> [ACTION ITEM]:
Set down the part of the memory essay below that starts at "It was at the" and ends at "making her go.", word for word.

(Beginning of PASSAGE TO READ)

SBS 301 Cultural Diversity/Prof. Koptiuch         Fall 2008        Personal Memory Ethnographies

Irena Cembauer

The Picture

        When I was about ten years old, my mom announced that the family was moving from Bosnia where we lived to Croatia. It was 1986 and these were just two republics in the Federal union of country of Yugoslavia. I had just started fifth grade, switching to a higher education organizational system. My grandparents who helped raise me, lived near by and were very much part of my world, my friends and everything I knew was there and I felt very much as if someone was trying to rip me out of my environment where I physically belonged.

    Oddly this terrifying situation came out of the best of intentions. My mother had recently remarried, my brother had been born two years earlier and my step-father had gotten a military transfer. My mom only wanted to keep her new family together. And I being only ten, nobody really asked me for an opinion. The decision was made and even my threats and pleas to be left to live with my grandparents so I can still go to my school and play with my friends, didn’t help.

     We moved and promptly I was taken to my new school and after a short introduction left with my new school principal to be placed in my new class. The most terrifying moment happened when I was put in front of the entire class to introduce myself. Not thinking much about it, I did so but then noticed that everyone was staring at me as if I was some strange exotic animal that can be seen only on TV. Now, this was much more intense than just meeting a new classmate. I did not realize until later that I was a kid who almost looked like the rest of them, but when I spoke it was with a different accent, using some different words and expressions.

    When I think about it, even today, it really does not sound like much. Bosnian and Croatian are even today, when the old republics are divided into separate countries, very similar languages both with Slavic roots and using the same alphabet. For months to follow I was stared at and repeatedly asked to speak, about nothing in particular just to speak, in a circle of curious kids standing around me. The circle seemed to be closing on me by the second.

I go to the River
The River listens and
the River understands,
for it has the secrets of its own  (1)

    When I was ten years old, my best friend moved away. I think we were always meant to best friends, we were born in the same hospital, only two days apart. Once, the nurses switched us as infants during feeding time. I don’t have a sister and she was as close as you can get to it. She was my very best friend. And then one day, she moved away.

    It was at the beginning of fifth grade, I was going to meet her before class so we could go get snacks. She was already waiting for me, and she was crying. Told me that she has to move away because her step-father got transferred with the military. She said she hated the military and Croatia, where she had to move, and she was angry with her mom for making her go.

    I was trying to calm her down saying that it might be interesting to see a new place and meet new friends.  She didn’t agree. “People are supposed to stay in their own towns, where their grandparents live and where they can play with their friends” – she said, still crying.

(End of PASSAGE TO READ)
(Beginning of EXCERPTED DATA)

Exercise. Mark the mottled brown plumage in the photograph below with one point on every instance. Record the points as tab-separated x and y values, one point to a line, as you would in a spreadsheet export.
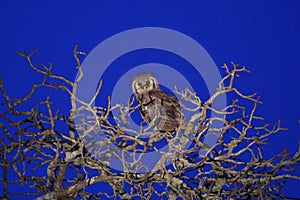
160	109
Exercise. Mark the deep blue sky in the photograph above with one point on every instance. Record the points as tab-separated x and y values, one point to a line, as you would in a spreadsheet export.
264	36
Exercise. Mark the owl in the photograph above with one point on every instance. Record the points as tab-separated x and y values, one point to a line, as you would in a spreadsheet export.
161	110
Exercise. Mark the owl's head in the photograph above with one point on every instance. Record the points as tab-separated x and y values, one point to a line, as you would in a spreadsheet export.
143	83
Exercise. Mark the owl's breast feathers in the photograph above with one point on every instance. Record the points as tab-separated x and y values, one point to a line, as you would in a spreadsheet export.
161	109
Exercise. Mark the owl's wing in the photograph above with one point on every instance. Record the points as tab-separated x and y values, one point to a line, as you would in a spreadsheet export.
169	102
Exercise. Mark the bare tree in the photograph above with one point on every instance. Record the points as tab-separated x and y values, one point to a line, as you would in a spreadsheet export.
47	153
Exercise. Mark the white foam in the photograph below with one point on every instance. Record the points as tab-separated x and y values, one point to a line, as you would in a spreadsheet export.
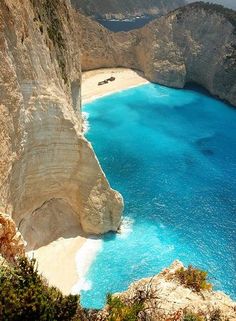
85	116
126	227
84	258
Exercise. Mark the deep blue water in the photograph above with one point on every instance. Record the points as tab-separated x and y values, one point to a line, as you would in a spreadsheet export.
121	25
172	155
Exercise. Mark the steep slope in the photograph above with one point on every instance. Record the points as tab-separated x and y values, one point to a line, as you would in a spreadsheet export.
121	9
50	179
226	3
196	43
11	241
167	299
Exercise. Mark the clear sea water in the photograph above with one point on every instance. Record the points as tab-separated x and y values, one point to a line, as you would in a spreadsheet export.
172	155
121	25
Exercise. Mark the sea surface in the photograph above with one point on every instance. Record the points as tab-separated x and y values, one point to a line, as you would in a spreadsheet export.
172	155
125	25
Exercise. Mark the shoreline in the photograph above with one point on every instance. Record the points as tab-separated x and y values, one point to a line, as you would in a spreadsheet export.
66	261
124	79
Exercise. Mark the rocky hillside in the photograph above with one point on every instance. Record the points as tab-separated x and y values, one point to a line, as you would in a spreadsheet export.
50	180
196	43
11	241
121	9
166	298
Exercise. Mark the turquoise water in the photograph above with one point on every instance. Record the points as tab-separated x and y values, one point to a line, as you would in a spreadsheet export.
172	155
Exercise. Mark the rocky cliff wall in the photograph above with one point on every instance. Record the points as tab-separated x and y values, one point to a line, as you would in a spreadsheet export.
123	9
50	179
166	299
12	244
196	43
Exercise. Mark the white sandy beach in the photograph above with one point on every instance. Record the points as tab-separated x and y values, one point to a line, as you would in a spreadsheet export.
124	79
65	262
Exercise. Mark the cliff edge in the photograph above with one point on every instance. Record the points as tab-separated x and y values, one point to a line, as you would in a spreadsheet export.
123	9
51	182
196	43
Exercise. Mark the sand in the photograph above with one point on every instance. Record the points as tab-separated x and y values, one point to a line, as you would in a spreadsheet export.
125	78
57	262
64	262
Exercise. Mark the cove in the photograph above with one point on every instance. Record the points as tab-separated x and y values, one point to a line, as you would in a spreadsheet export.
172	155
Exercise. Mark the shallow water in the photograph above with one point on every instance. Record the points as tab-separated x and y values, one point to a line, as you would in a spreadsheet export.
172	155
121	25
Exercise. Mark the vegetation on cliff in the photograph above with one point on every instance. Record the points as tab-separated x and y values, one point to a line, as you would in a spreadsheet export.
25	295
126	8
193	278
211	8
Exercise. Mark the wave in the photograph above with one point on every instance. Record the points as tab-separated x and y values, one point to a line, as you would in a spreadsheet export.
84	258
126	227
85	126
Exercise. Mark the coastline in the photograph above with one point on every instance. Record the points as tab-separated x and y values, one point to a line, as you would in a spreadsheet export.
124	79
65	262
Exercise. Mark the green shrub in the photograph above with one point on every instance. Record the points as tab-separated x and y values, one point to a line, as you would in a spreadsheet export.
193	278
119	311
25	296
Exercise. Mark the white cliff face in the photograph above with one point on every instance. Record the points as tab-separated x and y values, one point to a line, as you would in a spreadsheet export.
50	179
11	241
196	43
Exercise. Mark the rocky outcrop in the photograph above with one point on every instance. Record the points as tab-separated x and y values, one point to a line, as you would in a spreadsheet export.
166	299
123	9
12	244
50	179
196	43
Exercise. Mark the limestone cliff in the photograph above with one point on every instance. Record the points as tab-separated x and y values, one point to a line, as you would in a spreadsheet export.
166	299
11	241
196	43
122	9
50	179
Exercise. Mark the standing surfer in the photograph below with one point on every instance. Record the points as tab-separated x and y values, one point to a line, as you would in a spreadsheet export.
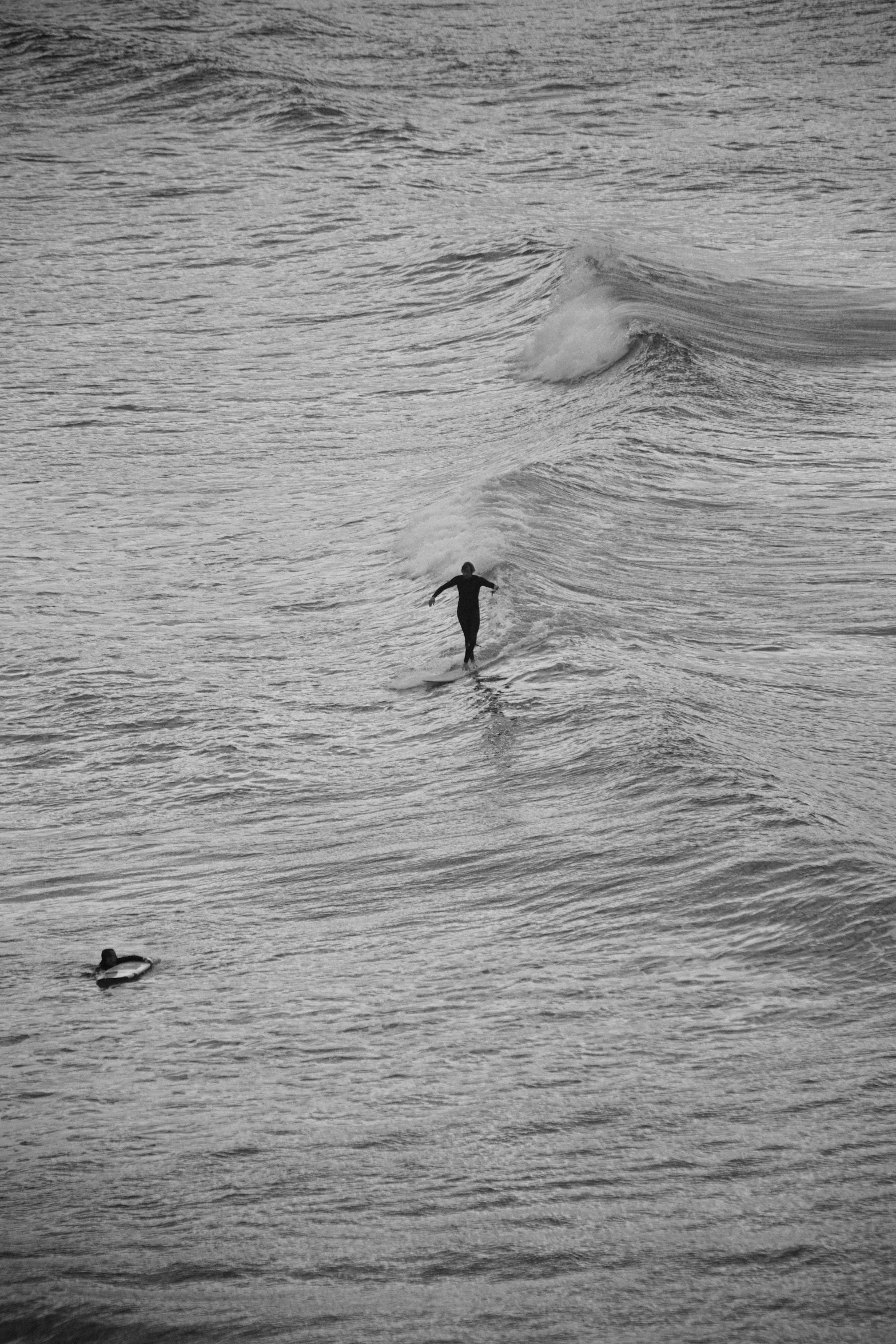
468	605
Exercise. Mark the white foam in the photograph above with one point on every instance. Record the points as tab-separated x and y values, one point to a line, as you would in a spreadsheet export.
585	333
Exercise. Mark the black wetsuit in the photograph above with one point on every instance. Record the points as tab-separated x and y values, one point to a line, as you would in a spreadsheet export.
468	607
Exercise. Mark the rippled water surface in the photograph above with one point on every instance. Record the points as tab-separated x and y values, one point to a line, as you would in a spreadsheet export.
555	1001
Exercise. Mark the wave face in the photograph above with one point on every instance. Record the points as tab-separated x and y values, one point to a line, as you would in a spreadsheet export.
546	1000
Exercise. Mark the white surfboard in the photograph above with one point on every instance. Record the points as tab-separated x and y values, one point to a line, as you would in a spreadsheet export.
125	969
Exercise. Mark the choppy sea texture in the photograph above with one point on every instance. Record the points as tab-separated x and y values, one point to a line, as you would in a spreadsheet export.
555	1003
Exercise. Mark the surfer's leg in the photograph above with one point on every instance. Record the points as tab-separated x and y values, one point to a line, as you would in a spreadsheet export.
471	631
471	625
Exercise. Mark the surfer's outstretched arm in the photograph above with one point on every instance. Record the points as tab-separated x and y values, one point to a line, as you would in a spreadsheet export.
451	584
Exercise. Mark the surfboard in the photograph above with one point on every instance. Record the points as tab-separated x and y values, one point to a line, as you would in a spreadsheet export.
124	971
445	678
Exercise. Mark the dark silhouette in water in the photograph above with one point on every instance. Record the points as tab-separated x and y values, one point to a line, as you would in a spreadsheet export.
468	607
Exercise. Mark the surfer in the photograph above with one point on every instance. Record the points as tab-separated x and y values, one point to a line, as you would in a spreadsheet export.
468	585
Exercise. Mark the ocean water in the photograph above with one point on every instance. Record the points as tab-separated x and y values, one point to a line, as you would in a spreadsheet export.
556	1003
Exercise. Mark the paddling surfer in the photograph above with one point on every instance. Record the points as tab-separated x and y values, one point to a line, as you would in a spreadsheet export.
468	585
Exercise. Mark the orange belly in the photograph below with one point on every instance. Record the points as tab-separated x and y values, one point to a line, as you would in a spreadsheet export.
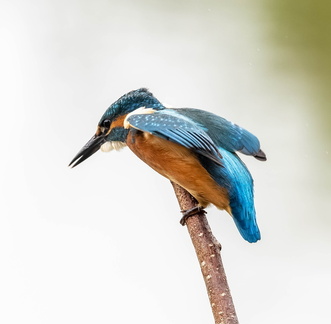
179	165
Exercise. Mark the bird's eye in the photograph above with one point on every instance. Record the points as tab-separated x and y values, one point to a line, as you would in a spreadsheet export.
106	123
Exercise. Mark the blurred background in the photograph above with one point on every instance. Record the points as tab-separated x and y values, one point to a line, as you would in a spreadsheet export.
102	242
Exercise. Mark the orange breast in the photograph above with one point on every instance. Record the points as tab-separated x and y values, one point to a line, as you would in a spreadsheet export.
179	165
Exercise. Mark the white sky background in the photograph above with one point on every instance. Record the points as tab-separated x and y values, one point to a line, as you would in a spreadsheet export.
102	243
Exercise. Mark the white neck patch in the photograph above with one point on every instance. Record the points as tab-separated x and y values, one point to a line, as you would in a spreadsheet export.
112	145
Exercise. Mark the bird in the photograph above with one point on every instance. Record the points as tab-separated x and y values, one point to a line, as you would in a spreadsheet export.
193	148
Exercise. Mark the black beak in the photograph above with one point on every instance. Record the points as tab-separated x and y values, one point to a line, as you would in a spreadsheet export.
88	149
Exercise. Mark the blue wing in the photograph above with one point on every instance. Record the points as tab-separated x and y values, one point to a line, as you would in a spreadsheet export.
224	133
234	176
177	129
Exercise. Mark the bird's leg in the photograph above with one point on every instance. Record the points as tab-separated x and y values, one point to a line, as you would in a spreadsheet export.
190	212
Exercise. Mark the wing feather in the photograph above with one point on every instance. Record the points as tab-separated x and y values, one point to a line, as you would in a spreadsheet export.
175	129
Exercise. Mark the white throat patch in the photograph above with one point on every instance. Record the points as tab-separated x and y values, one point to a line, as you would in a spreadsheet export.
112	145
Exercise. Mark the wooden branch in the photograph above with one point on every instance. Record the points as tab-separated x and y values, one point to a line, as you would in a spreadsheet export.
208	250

(End of EXCERPTED DATA)

> [TASK RESPONSE]:
It was at the beginning of fifth grade, I was going to meet her before class so we could go get snacks. She was already waiting for me, and she was crying. Told me that she has to move away because her step-father got transferred with the military. She said she hated the military and Croatia, where she had to move, and she was angry with her mom for making her go.